* Begin *

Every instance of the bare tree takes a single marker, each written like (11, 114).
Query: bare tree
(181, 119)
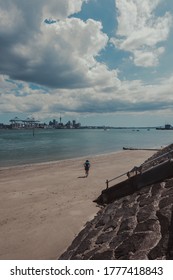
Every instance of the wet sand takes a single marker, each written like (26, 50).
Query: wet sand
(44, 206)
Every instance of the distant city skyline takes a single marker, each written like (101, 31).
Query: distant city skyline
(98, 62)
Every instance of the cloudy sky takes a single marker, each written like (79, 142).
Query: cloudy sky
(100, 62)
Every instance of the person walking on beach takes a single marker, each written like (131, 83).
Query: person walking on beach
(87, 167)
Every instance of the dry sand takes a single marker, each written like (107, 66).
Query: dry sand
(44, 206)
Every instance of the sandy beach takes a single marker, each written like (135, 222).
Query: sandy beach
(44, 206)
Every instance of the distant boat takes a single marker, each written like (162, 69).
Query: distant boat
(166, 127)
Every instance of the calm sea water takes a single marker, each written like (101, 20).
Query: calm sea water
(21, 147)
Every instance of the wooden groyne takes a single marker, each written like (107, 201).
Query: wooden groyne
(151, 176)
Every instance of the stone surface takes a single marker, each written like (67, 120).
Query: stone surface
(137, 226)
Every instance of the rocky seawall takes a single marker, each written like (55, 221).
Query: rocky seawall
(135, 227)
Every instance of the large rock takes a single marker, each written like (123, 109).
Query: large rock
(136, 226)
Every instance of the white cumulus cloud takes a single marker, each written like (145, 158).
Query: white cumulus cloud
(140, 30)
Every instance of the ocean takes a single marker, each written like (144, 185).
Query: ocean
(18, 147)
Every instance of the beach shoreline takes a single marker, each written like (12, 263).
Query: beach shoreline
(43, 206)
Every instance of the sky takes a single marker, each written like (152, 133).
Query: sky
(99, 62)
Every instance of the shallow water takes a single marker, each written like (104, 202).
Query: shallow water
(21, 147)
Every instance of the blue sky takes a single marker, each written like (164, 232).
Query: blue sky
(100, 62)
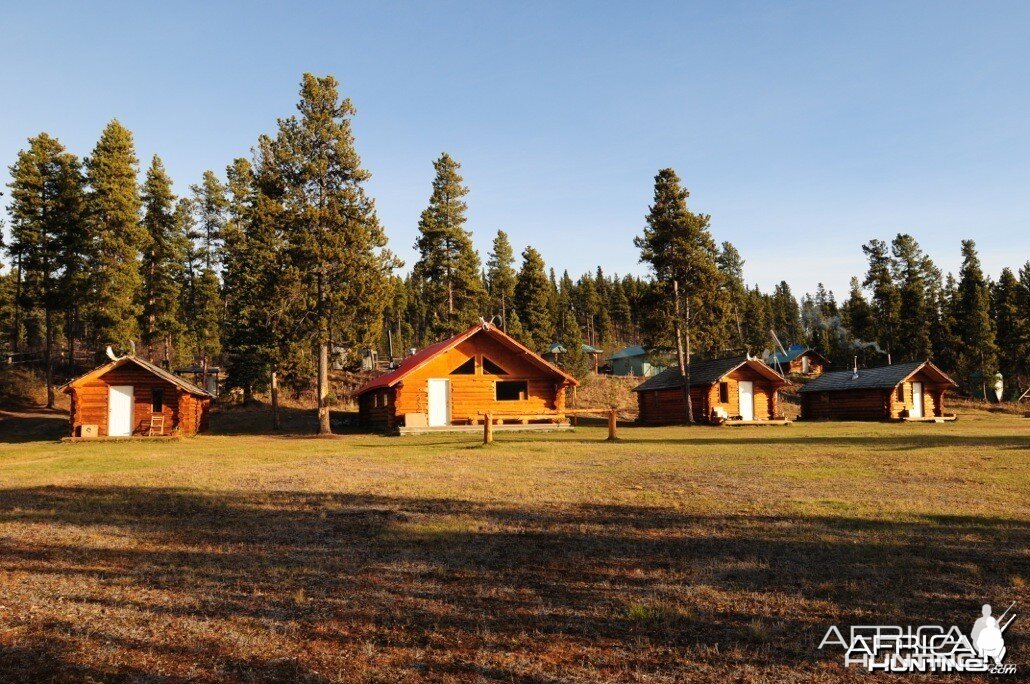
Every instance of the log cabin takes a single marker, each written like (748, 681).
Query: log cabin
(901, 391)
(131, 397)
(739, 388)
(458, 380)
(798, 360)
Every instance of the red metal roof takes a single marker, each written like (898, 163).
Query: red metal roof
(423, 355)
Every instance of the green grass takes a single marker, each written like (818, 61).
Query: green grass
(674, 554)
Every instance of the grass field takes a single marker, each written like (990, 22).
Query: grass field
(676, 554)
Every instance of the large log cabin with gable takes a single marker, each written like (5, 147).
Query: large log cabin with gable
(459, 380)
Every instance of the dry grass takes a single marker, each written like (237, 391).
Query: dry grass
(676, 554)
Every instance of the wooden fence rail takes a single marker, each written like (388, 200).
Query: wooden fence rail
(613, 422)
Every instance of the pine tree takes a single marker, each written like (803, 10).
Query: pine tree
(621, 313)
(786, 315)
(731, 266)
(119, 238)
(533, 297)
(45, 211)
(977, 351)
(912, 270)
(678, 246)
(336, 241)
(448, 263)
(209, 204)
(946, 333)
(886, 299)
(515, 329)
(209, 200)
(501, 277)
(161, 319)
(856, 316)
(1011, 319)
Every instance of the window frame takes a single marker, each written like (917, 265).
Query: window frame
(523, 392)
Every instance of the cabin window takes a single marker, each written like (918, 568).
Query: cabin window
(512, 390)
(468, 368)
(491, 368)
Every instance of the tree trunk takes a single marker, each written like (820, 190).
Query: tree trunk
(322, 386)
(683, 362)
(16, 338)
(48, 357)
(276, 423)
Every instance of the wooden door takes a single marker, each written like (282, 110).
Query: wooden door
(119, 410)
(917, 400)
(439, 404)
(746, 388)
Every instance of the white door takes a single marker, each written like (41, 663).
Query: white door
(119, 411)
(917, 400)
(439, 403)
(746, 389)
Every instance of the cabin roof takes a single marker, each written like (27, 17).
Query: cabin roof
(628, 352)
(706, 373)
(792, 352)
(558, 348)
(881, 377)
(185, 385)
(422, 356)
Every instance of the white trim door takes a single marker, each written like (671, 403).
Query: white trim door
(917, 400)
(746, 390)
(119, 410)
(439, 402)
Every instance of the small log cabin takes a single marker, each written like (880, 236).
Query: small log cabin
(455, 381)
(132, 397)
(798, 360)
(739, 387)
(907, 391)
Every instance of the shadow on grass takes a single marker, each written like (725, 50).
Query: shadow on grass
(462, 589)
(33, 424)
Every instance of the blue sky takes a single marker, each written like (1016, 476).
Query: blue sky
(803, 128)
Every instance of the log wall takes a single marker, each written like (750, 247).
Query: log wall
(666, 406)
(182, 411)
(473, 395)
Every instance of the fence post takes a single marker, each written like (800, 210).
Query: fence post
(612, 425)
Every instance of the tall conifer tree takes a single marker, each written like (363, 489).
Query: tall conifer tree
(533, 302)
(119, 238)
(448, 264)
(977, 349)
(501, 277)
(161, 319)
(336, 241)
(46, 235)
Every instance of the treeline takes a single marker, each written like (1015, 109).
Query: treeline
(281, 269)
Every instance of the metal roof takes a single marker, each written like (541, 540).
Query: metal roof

* End *

## [YOUR INSTRUCTIONS]
Write out all the entries exactly, except for the pictures.

## [FINAL RESULT]
Every instance of the bare tree takes a single marker, each written like (11, 114).
Query: bare tree
(181, 119)
Every instance of the wet sand takes a single marker, each written like (26, 50).
Query: wet sand
(44, 206)
Every instance of the distant city skyline takes a single marker, each written like (101, 31).
Query: distant city skyline
(98, 62)
Every instance of the cloudy sky takes a single marker, each written like (79, 142).
Query: cloudy sky
(100, 62)
Every instance of the person walking on beach takes a single marker, each written like (131, 83).
Query: person walking on beach
(87, 167)
Every instance of the dry sand takes a single marker, each written like (107, 66).
Query: dry sand
(44, 206)
Every instance of the sandy beach takes a single marker, each written like (135, 222).
Query: sandy beach
(44, 206)
Every instance of the distant boat takes a single marker, each written like (162, 69).
Query: distant boat
(166, 127)
Every instance of the calm sea water takes a single marker, each written like (101, 20).
Query: calm sea water
(21, 147)
Every instance of the wooden groyne takes a single marker, each written like (107, 201).
Query: wooden groyne
(151, 176)
Every instance of the stone surface takes a single marker, each written like (67, 120).
Query: stone surface
(137, 226)
Every instance of the rocky seawall takes a single marker, each written like (55, 221).
Query: rocky seawall
(135, 227)
Every instance of the large rock takes a single marker, each written like (123, 109).
Query: large rock
(136, 226)
Every instance of the white cumulus cloud takes a single marker, each written like (145, 158).
Query: white cumulus cloud
(140, 30)
Every instance of the ocean takes a single marker, each written like (144, 185).
Query: ocean
(18, 147)
Every instance of the beach shoreline takes a single marker, each written like (12, 263).
Query: beach shoreline
(43, 206)
Every instance of the sky takes a single marker, each written like (152, 133).
Query: sky
(99, 62)
Every instance of the shallow water takes a single marker, each written like (104, 202).
Query: shallow water
(21, 147)
Every instance of the blue sky takes a single marker, each written like (164, 232).
Query: blue sky
(100, 62)
Every instance of the log cabin takes a single marker, each written like (748, 681).
Query: log cabin
(901, 391)
(131, 397)
(739, 388)
(458, 380)
(798, 360)
Every instance of the red metal roof takes a single marker, each written like (898, 163).
Query: red metal roof
(423, 355)
Every instance of the green grass takes a single marker, each written like (818, 61).
Query: green grass
(674, 554)
Every instance of the grass field takes a single marker, each written like (990, 22).
Query: grass field
(676, 554)
Every instance of the large log cabin with gable takes a single marker, each written like (5, 147).
Query: large log cabin with gable
(459, 380)
Every instance of the dry grass takes a single marker, each written like (237, 391).
Query: dry grass
(676, 554)
Every instance of the wooden fence rail takes a single marker, each written like (388, 200).
Query: wooden fence rail
(613, 422)
Every instance of the pine tree takes a single marker, each written like (803, 10).
Query: pine tree
(621, 313)
(786, 315)
(731, 266)
(119, 238)
(533, 297)
(45, 211)
(977, 351)
(912, 270)
(678, 246)
(336, 241)
(448, 263)
(209, 204)
(946, 333)
(886, 299)
(515, 329)
(209, 200)
(501, 277)
(161, 319)
(856, 316)
(1011, 319)
Every instance of the window frame takes a single marker, each written like (917, 265).
Query: window frame
(523, 392)
Every instance of the cabin window takes a single marker, each written like (918, 568).
Query: cabin window
(512, 390)
(468, 368)
(491, 368)
Every instance of the tree trunk takes a single marker, each written like (820, 190).
Query: tree trunk
(322, 386)
(683, 362)
(16, 338)
(48, 357)
(276, 423)
Every instance of the wooden door takes a single marker, each written like (282, 110).
Query: wooden door
(119, 410)
(917, 400)
(439, 404)
(746, 388)
Every instance of the white door takes a single marker, each written like (41, 663).
Query: white door
(119, 411)
(917, 400)
(439, 403)
(746, 389)
Every instance of the cabin roof takes a single marker, each written like (27, 17).
Query: cabin roof
(628, 352)
(706, 373)
(792, 352)
(558, 348)
(881, 377)
(185, 385)
(422, 356)
Every instance of the white trim door takes a single marker, each written like (671, 403).
Query: white trim door
(917, 400)
(746, 390)
(119, 410)
(439, 402)
Every instance of the small log cabin takes a single marker, each written like (880, 236).
Query: small log cabin
(455, 381)
(132, 397)
(798, 360)
(739, 387)
(907, 391)
Every instance of the shadow on grass takes a single marker, each written like (725, 50).
Query: shadow on grass
(462, 589)
(33, 424)
Every instance of the blue sky takes a single marker, each written like (1016, 476).
Query: blue sky
(803, 128)
Every instance of the log wall takes a single marker, each written like (750, 247).
Query: log wall
(666, 406)
(182, 411)
(473, 395)
Every instance of the fence post takes a single marker, each written like (800, 210).
Query: fence post
(612, 425)
Every instance of the tall conifer tree takes a single marker, each written like (363, 489).
Query: tall conifer tree
(533, 302)
(119, 238)
(448, 264)
(977, 349)
(501, 277)
(161, 319)
(336, 241)
(46, 235)
Every instance of the treeline takes a single marker, each written like (1015, 109).
Query: treeline
(281, 269)
Every instance of the metal roof takes a single marker, each written like (541, 540).
Query: metal roof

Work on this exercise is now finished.